Exercise details :: Convert the rows starting at the line that contains "Tag each instance of the dirt" and ending at the line that contains "x=244, y=401" into a two-column CSV with the headers text and answer. Give one CSV line per row, put each field in double quotes, and replace line breaks with spaces.

Listing ::
● ● ● ● ● ● ●
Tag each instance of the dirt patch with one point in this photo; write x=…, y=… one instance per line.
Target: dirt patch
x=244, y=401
● ● ● ● ● ● ●
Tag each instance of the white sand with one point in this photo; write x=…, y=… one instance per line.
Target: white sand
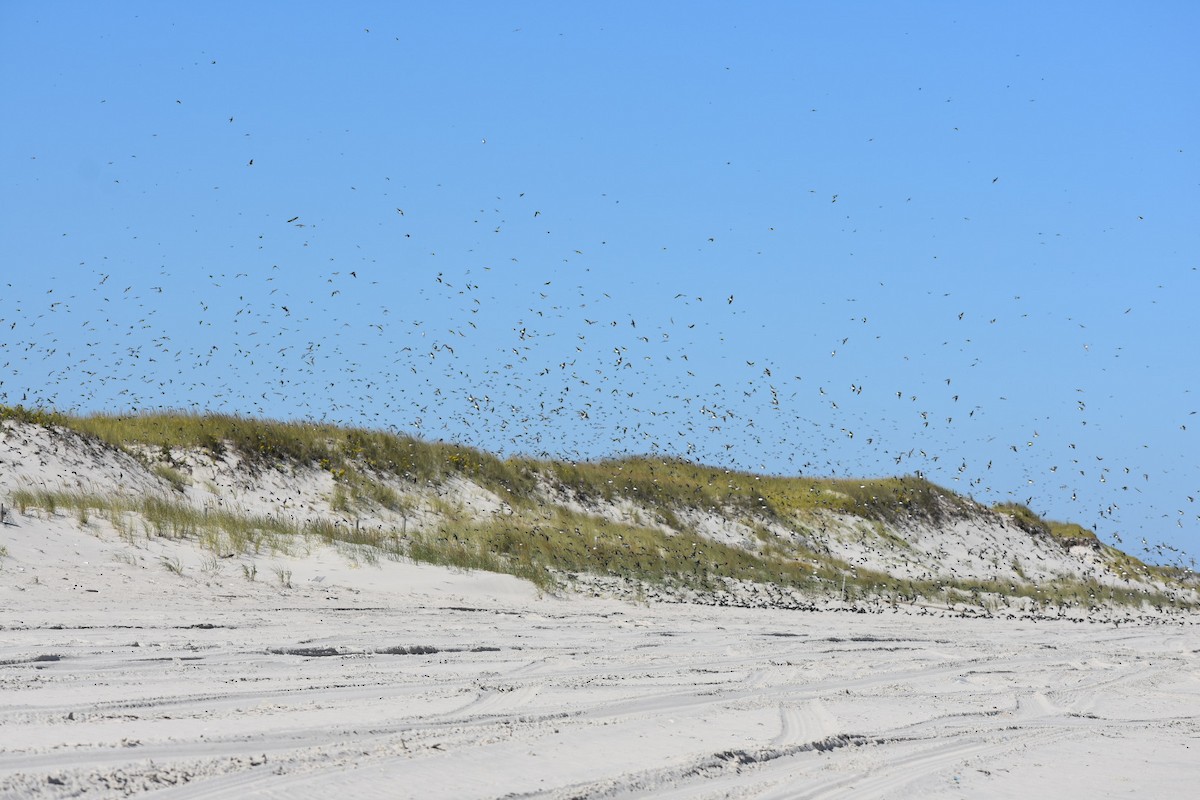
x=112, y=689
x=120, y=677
● ● ● ● ● ● ●
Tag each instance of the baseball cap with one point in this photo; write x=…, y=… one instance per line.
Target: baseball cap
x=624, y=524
● ● ● ● ● ● ●
Exercise solution ::
text,answer
"Tag each instance of the dirt patch with one point in this photo; write x=…, y=… one instance per line. Target: dirt patch","x=244, y=401"